• _What to do_:
Render every line of the data below as a numbered list, skipping blank lines. Leave the pictures out of your answer.
____ Supplied data
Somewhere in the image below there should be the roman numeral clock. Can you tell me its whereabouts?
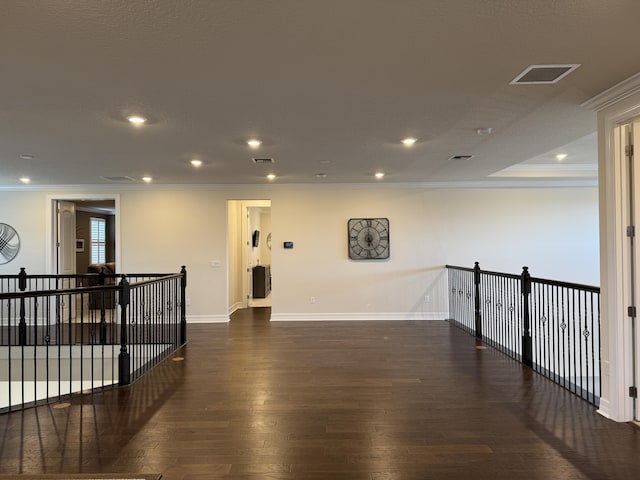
[347,218,389,260]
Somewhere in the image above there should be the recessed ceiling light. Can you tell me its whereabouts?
[127,115,147,125]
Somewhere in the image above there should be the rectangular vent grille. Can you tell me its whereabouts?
[101,175,136,183]
[509,63,580,85]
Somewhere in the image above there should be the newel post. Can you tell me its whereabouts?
[180,265,187,345]
[473,262,482,339]
[118,275,131,385]
[18,267,27,346]
[520,267,533,367]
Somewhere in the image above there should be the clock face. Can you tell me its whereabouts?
[347,218,389,260]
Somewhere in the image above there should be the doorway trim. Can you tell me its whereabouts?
[45,193,122,275]
[583,74,640,422]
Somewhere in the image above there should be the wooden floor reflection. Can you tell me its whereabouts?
[0,308,640,480]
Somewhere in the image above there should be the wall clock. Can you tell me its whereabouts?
[347,218,389,260]
[0,223,20,265]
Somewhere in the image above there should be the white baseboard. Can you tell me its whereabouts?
[596,397,611,419]
[271,312,447,322]
[187,315,229,325]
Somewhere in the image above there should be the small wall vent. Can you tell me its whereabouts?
[509,63,580,85]
[100,175,136,183]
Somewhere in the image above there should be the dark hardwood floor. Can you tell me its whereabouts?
[0,308,640,480]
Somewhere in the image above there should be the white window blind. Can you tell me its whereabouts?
[91,217,106,263]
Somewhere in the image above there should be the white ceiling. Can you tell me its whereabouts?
[0,0,640,187]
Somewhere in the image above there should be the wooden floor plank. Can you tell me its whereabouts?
[0,308,640,480]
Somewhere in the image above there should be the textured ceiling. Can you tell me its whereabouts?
[0,0,640,187]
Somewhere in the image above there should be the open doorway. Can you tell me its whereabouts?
[227,200,273,315]
[46,194,120,275]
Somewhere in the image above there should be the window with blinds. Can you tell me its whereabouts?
[91,217,106,263]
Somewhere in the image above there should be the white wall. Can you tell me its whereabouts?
[0,185,599,321]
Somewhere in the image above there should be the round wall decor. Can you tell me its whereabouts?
[0,223,20,265]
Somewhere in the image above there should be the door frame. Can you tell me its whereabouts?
[583,74,640,422]
[45,193,122,275]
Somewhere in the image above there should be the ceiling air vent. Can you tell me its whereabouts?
[509,63,580,85]
[101,175,136,183]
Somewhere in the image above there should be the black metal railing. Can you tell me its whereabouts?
[447,262,601,405]
[0,267,187,412]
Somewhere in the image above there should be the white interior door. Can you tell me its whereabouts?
[624,120,640,421]
[56,200,76,275]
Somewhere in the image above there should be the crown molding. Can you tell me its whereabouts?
[581,72,640,112]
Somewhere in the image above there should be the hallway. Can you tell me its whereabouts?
[0,308,640,480]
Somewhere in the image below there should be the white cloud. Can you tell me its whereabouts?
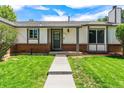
[66,4,93,9]
[32,6,49,10]
[0,0,124,6]
[54,9,65,16]
[41,15,68,21]
[72,10,110,21]
[11,5,25,11]
[42,10,110,21]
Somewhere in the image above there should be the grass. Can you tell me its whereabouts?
[68,56,124,88]
[0,55,54,88]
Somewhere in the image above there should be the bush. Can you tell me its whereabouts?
[0,23,17,59]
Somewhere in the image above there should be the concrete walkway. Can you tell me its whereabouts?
[44,54,76,88]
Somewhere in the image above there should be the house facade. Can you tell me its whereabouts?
[0,6,122,53]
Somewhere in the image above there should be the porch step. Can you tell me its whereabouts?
[49,51,82,56]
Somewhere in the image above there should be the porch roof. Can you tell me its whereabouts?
[0,17,117,27]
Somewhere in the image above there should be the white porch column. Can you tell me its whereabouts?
[76,27,79,52]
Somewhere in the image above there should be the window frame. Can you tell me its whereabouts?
[28,28,39,40]
[88,28,105,44]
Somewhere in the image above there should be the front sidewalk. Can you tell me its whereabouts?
[44,54,76,88]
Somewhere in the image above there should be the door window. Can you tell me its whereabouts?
[89,30,104,43]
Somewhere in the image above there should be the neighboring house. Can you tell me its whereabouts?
[0,6,122,53]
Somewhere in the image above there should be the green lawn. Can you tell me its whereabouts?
[68,56,124,88]
[0,55,54,88]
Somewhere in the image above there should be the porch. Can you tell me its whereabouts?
[49,51,83,56]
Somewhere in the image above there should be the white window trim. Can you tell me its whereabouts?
[28,28,38,40]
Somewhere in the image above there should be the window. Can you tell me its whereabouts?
[89,29,104,43]
[89,30,96,43]
[97,30,104,43]
[29,29,38,39]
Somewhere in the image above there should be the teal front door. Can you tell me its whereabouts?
[52,29,61,50]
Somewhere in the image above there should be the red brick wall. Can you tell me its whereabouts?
[108,44,121,52]
[62,44,87,52]
[79,44,87,52]
[62,44,76,51]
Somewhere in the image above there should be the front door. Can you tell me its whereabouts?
[52,29,61,50]
[89,29,107,52]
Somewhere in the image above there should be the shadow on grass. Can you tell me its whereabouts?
[106,54,124,59]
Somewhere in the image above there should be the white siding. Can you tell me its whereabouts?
[89,26,106,29]
[63,28,76,44]
[108,8,121,24]
[79,26,88,44]
[116,8,121,24]
[28,39,38,44]
[40,28,47,44]
[16,28,27,44]
[108,26,119,44]
[108,9,115,23]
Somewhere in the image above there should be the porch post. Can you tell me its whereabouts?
[76,27,79,52]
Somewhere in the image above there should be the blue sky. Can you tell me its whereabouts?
[12,5,124,21]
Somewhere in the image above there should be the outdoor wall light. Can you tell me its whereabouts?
[67,28,69,33]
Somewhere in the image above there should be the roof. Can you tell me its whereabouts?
[0,17,116,27]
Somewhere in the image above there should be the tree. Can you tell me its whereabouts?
[121,10,124,18]
[0,23,17,59]
[116,24,124,56]
[97,16,108,22]
[0,5,16,21]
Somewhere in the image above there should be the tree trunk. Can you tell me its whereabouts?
[122,45,124,57]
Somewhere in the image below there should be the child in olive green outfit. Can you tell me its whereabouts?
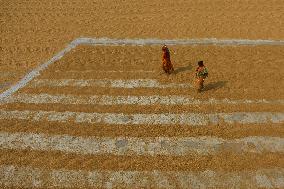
[195,61,208,92]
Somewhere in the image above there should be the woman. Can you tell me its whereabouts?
[162,45,174,74]
[195,61,208,92]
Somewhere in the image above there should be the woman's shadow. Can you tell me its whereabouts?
[202,81,228,91]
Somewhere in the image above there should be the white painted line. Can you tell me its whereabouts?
[29,79,192,89]
[0,109,284,126]
[0,43,76,102]
[55,70,156,74]
[5,93,284,106]
[74,38,284,46]
[0,132,284,156]
[0,165,284,189]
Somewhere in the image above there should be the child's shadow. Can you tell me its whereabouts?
[203,81,228,91]
[174,65,192,74]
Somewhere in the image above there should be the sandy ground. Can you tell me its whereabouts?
[0,0,284,90]
[0,0,284,188]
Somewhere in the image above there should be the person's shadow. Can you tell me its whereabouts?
[174,65,192,74]
[203,81,228,91]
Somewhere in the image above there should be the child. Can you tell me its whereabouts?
[195,61,208,92]
[162,45,174,74]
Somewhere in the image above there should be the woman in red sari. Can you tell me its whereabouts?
[162,45,174,74]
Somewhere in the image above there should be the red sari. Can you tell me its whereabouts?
[162,46,174,74]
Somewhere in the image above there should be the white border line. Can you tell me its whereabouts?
[5,93,284,106]
[0,165,284,189]
[0,109,284,126]
[0,132,284,156]
[0,37,284,102]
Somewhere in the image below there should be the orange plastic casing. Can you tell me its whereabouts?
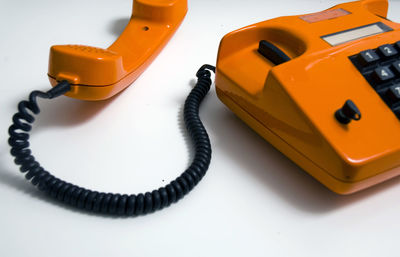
[216,0,400,194]
[48,0,187,100]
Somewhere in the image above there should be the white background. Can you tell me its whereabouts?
[0,0,400,257]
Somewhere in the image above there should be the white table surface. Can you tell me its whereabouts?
[0,0,400,257]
________
• _Task result_:
1. Somewhere in the image below there should be the roman numeral clock. Can you tell me its whereabouts?
2. [347,218,389,260]
3. Somewhere in the image above there should be the recessed ceiling light. Can you tell me its whereabouts?
4. [127,115,147,125]
5. Somewhere in the image above there should be the rectangular vent grille. Can you tell me its whereabouts?
6. [101,175,136,183]
7. [509,63,580,85]
8. Somewhere in the image above there should be the newel post. Can you tell me its whereabouts?
9. [180,265,187,345]
10. [473,262,482,339]
11. [118,275,131,385]
12. [18,267,27,346]
13. [520,267,533,367]
14. Somewhere in the image above there should be the clock face. Can you tell me its whereabouts?
15. [347,218,389,260]
16. Somewhere in the image above there should be the doorway trim. Can you tell me its whereabouts?
17. [45,193,122,275]
18. [583,74,640,422]
19. Somewhere in the image above there should be the wooden floor reflection. Can you tell me its whereabouts?
20. [0,308,640,480]
21. Somewhere in the image above there should be the wall clock. Can you tell me its whereabouts?
22. [347,218,389,260]
23. [0,223,20,265]
24. Somewhere in the image above there should be the white baseboard. Can you tell me its whereabouts?
25. [596,397,611,419]
26. [271,312,447,322]
27. [187,315,229,325]
28. Somewhere in the image above there should be the small wall vent. Can you tell me its whereabouts?
29. [509,63,580,85]
30. [100,175,136,183]
31. Somewhere in the image above there should be the dark hardwood floor. Can you tell me its whereabouts?
32. [0,308,640,480]
33. Somewhere in the image above there should be the white window blind. Can you tell me its whereabouts?
34. [91,217,106,263]
35. Somewhere in the image above there should be the white ceiling. Can you tell me its whereabouts?
36. [0,0,640,187]
37. Somewhere in the image above there should be the wooden floor plank. Can you tell me its whereabouts?
38. [0,308,640,480]
39. Somewhere in the image above there should be the textured ceiling. Can you tell me its whereabouts?
40. [0,0,640,187]
41. Somewhere in the image above there should be the open doorway. Can you tell me its whereabouts?
42. [227,200,273,315]
43. [46,194,120,275]
44. Somewhere in the image above there should be the window with blinds. Can you tell me its whereabouts?
45. [91,217,106,263]
46. Somewhere in the image above there should be the white wall. Can you tell me its whereabouts?
47. [0,185,599,321]
48. Somewhere in the image above there should be the round wall decor. Can you tell me its whereabouts?
49. [0,223,20,265]
50. Somewhere in the image above there should be the door frame. Can you tell me its whereabouts?
51. [583,74,640,422]
52. [45,193,122,275]
53. Somewhere in the image above there should be the ceiling air vent. Can you tell me its whereabouts?
54. [509,63,580,85]
55. [101,175,136,183]
56. Somewhere in the image above there should be the black metal railing. Can you tell me its whereabouts?
57. [447,262,601,405]
58. [0,267,187,412]
59. Somewhere in the image above there should be the white interior door. Can you tell me its whereabouts?
60. [624,120,640,421]
61. [56,200,76,275]
62. Somewhere in the image above there should be the crown molding. Can you tell me its whereabouts?
63. [581,72,640,112]
64. Somewhere in the image above there should be the hallway. Can you tell me its whereabouts?
65. [0,308,640,480]
66. Somewhere in the image below there should be the white cloud. Can you tell me its whereabouts?
67. [66,4,93,9]
68. [32,6,49,10]
69. [0,0,124,6]
70. [54,9,65,16]
71. [41,15,68,21]
72. [72,10,110,21]
73. [11,5,25,11]
74. [42,10,110,21]
75. Somewhere in the image above there should be the grass. Can you tell me its whereabouts?
76. [68,56,124,88]
77. [0,55,54,88]
78. Somewhere in the image above there should be the bush. Can you tell me its whereabouts?
79. [0,23,17,59]
80. Somewhere in the image above there should be the concrete walkway. Can you tell me its whereabouts?
81. [44,54,76,88]
82. Somewhere in the image above there should be the house facade. Can you tell me its whereabouts?
83. [0,6,122,53]
84. Somewhere in the image above there should be the porch step. Can you tell me its whereabouts?
85. [49,51,82,56]
86. Somewhere in the image above there should be the porch roof. Can you tell me its whereabouts?
87. [0,17,117,27]
88. Somewhere in the image above there should be the white porch column. Can you tell me its whereabouts?
89. [76,27,79,52]
90. Somewhere in the image above there should be the window frame. Can you tell me its whereabouts?
91. [28,28,39,40]
92. [88,28,105,44]
93. Somewhere in the image above there should be the front sidewalk. Can you tell me its whereabouts?
94. [44,54,76,88]
95. Somewhere in the image above there should be the door window. Can you tell me its whereabouts?
96. [89,30,104,43]
97. Somewhere in the image above there should be the neighboring house. Can you tell me its whereabouts?
98. [0,6,122,53]
99. Somewhere in the image above there should be the green lawn. Can you tell me its whereabouts?
100. [68,56,124,88]
101. [0,55,54,88]
102. Somewhere in the image above there should be the porch. Can you tell me its whereabouts?
103. [49,51,83,56]
104. Somewhere in the image above there should be the white window trim. Can you tell me its whereabouts?
105. [28,28,38,40]
106. Somewhere in the image above there should be the window. Can you tell me its whereabouts?
107. [89,29,104,43]
108. [89,30,96,43]
109. [97,30,104,43]
110. [29,29,38,39]
111. Somewhere in the image above there should be the teal front door. Can you tell me its whereabouts?
112. [52,29,61,50]
113. Somewhere in the image above there should be the red brick wall. Can you tell me its whereabouts?
114. [108,44,121,52]
115. [62,44,87,52]
116. [79,44,87,52]
117. [62,44,76,51]
118. Somewhere in the image above there should be the front door. Can you tell me its whereabouts?
119. [52,29,61,50]
120. [89,29,107,52]
121. Somewhere in the image above there should be the shadow on grass. Can you tell me its whereabouts?
122. [106,54,124,59]
123. Somewhere in the image above there should be the white siding. Can you tell me its whereabouts?
124. [89,26,106,29]
125. [63,28,76,44]
126. [108,8,121,24]
127. [79,26,88,44]
128. [116,8,121,24]
129. [28,39,38,44]
130. [40,28,47,44]
131. [16,28,27,44]
132. [108,26,119,44]
133. [108,9,115,23]
134. Somewhere in the image above there should be the porch post. Can you tell me its whereabouts?
135. [76,27,79,52]
136. Somewhere in the image above there should be the blue sky. Can you tell me its whereabouts?
137. [12,5,124,21]
138. Somewhere in the image above there should be the outdoor wall light. Can you tell me its whereabouts?
139. [67,28,69,33]
140. Somewhere in the image above there should be the roof. Can you tell me its whereabouts?
141. [0,17,116,27]
142. Somewhere in the image above there should be the tree. Can you tell me its whereabouts?
143. [121,10,124,18]
144. [0,23,17,59]
145. [116,24,124,56]
146. [97,16,108,22]
147. [0,5,16,21]
148. Somewhere in the image above there should be the tree trunk. Can you tell me its whereabouts?
149. [122,45,124,57]
150. Somewhere in the image below there should be the child in olive green outfit. Can you tell me its whereabouts?
151. [195,61,208,92]
152. Somewhere in the image above there should be the woman. Can you tell me its whereabouts?
153. [162,45,174,74]
154. [195,61,208,92]
155. Somewhere in the image above there should be the woman's shadow. Can you tell me its whereabouts?
156. [202,81,228,91]
157. Somewhere in the image above there should be the white painted line. Can you tell me its whereabouts?
158. [29,79,192,89]
159. [0,109,284,126]
160. [0,43,76,102]
161. [55,70,156,74]
162. [5,93,284,106]
163. [74,38,284,46]
164. [0,132,284,156]
165. [0,165,284,189]
166. Somewhere in the image above there should be the child's shadow. Can you tell me its whereabouts?
167. [203,81,228,91]
168. [174,65,192,74]
169. Somewhere in the image above there should be the sandy ground. Can you tell me its whereabouts?
170. [0,0,284,90]
171. [0,0,284,188]
172. Somewhere in the image above there should be the person's shadow. Can you tell me its whereabouts?
173. [174,65,192,74]
174. [203,81,228,91]
175. Somewhere in the image above there should be the child. Can you tell me its whereabouts?
176. [195,61,208,92]
177. [162,45,174,74]
178. Somewhere in the image above there should be the woman in red sari. Can you tell me its whereabouts?
179. [162,45,174,74]
180. Somewhere in the image above there should be the red sari. Can you tell me its whereabouts?
181. [162,46,174,74]
182. Somewhere in the image above there should be the white border line. Can you tell me its whereabouts?
183. [5,93,284,106]
184. [0,165,284,189]
185. [0,109,284,126]
186. [0,132,284,156]
187. [0,37,284,102]
188. Somewhere in the image below there should be the orange plastic casing. Can you tell me its whereabouts?
189. [216,0,400,194]
190. [48,0,187,100]
191. Somewhere in the image above there should be the white background. Can you tell me its whereabouts?
192. [0,0,400,257]
193. Somewhere in the image above there should be the white table surface. Can you tell me its whereabouts?
194. [0,0,400,257]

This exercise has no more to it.